▶ [PROBLEM 1] According to the court opinion, on what date did OSHA cite Metal Bank for safety violations?

▶ [SELECTION]
Raymond J. DONOVAN, Secretary of Labor, United States Department of Labor, Plaintiff-Petitioner,
v.
The METAL BANK OF AMERICA, INC., Defendant-Respondent. In the Matter of Establishment Inspection of The METAL BANK OF AMERICA, INC.



The opinion of the court was delivered by: LORD, III

I. Introduction

The Secretary of Labor (Secretary) seeks an order holding the Metal Bank of America, Inc. (Metal Bank) in civil contempt of court for Metal Bank's failure to comply with a search warrant issued by Magistrate Edwin E. Naythons. Metal Bank has moved to quash the warrant. For the reasons which follow, I will deny Metal Bank's motion to quash and will hold Metal Bank in civil contempt of court.

 II. Defendant's Motion to Quash Warrant

 On April 20, 1980, Walter Wilson, Area Director of the Philadelphia Area Office of the Occupational Safety and Health Administration (OSHA) applied to Magistrate Naythons for a warrant to inspect Metal Bank for occupational health and safety violations. Magistrate Naythons conducted an adversary hearing *fn1" on the application on May 6 and May 7, 1980. Counsel for Metal Bank appeared and cross examined witnesses presented by the Secretary.

 Magistrate Naythons found that the Secretary had shown "that reasonable legislative and administrative standards (had) been satisfied with respect to the selection of (Metal Bank) for inspection," under the Occupational Safety and Health Act (the Act), 29 U.S.C. § 651 et seq., and "reasonable grounds to believe that hazardous and unhealthful working conditions exist at (Metal Bank)." In Re Metal Bank of America, Inc., Misc. No. 80-0353 (E.D.Pa., May 7, 1980) (order granting warrant for inspection). He therefore signed the warrant authorizing designated OSHA representatives to enter Metal Bank's premises

 Id. The warrant authorized the inspection to begin within five working days and to continue for up to ten working days.

 Magistrate Naythons considered both the warrant application and the evidence presented at the warrant hearing *fn2" in finding the warrant justified. Two reasons for the inspection were set forth in the warrant application. OSHA cited Metal Bank for safety violations on January 26, 1979, as a result of an inspection conducted between November 29, 1978 and January 10, 1979. OSHA sought this warrant to conduct an inspection to determine if those violations had been corrected. In addition, OSHA received two informal telephone complaints charging unsafe conditions at Metal Bank. On November 8, 1979, an anonymous caller, identifying himself as a Metal Bank employee, charged that Metal Bank employees were being exposed to lead and copper fumes without adequate ventilation. On February 1, 1980, a person identifying himself as a physician of a Metal Bank employee telephoned OSHA. The physician stated that he had treated the employee for lead poisoning, and that the employee had told him that many other Metal Bank employees had sought such treatment from other doctors. The physician did not give his name to OSHA.

 At the warrant hearing, Area Director Wilson testified that his decision to inspect Metal Bank was also based on the 1977 health referrals of safety staff inspectors who had previously inspected Metal Bank, and on OSHA's experience in enforcing the revised lead standard, 29 C.F.R. § 1910.1025, et seq.

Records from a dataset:
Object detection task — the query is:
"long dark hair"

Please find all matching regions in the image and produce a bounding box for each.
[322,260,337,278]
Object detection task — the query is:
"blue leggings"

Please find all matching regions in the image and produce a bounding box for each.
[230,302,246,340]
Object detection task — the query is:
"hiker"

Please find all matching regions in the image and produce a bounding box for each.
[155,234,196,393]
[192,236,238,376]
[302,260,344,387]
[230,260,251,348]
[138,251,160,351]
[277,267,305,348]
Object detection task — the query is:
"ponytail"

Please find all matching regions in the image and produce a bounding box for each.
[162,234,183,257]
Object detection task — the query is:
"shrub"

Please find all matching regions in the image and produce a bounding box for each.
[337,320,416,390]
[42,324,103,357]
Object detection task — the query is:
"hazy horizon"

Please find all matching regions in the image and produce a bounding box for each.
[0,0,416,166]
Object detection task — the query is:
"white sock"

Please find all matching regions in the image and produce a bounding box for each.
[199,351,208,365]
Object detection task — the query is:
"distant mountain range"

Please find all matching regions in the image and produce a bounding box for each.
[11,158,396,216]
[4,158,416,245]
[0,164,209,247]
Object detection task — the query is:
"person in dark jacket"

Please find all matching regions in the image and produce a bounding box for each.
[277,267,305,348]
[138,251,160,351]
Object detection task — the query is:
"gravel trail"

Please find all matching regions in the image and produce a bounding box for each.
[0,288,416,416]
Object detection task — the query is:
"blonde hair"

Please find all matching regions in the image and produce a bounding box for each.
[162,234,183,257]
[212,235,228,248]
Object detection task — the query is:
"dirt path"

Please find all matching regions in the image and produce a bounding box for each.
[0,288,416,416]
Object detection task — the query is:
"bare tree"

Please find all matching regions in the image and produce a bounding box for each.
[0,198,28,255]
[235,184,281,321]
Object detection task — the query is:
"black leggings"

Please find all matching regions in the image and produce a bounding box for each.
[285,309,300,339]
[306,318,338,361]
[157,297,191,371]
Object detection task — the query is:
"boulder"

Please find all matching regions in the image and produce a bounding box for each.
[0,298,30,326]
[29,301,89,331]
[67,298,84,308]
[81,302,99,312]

▶ [PROBLEM 2] Recast the records as a numbered list, beginning with the first line of the records and continuing through the line that contains "[0,0,416,166]". Leave out blank lines.

▶ [ANSWER 1] January 26, 1979

▶ [ANSWER 2]
1. Object detection task — the query is:
2. "long dark hair"
3. Please find all matching regions in the image and produce a bounding box for each.
4. [322,260,337,278]
5. Object detection task — the query is:
6. "blue leggings"
7. Please find all matching regions in the image and produce a bounding box for each.
8. [230,302,246,340]
9. Object detection task — the query is:
10. "hiker"
11. Please find all matching regions in the image and produce a bounding box for each.
12. [155,234,196,393]
13. [192,236,238,376]
14. [302,260,344,387]
15. [230,260,251,348]
16. [138,251,160,351]
17. [277,267,305,348]
18. Object detection task — the query is:
19. "ponytail"
20. Please find all matching regions in the image and produce a bounding box for each.
21. [162,234,183,257]
22. Object detection task — the query is:
23. "shrub"
24. Please find all matching regions in the image and produce a bounding box for each.
25. [337,320,416,390]
26. [42,324,103,357]
27. Object detection task — the query is:
28. "hazy horizon"
29. Please find all matching regions in the image and produce a bounding box for each.
30. [0,0,416,166]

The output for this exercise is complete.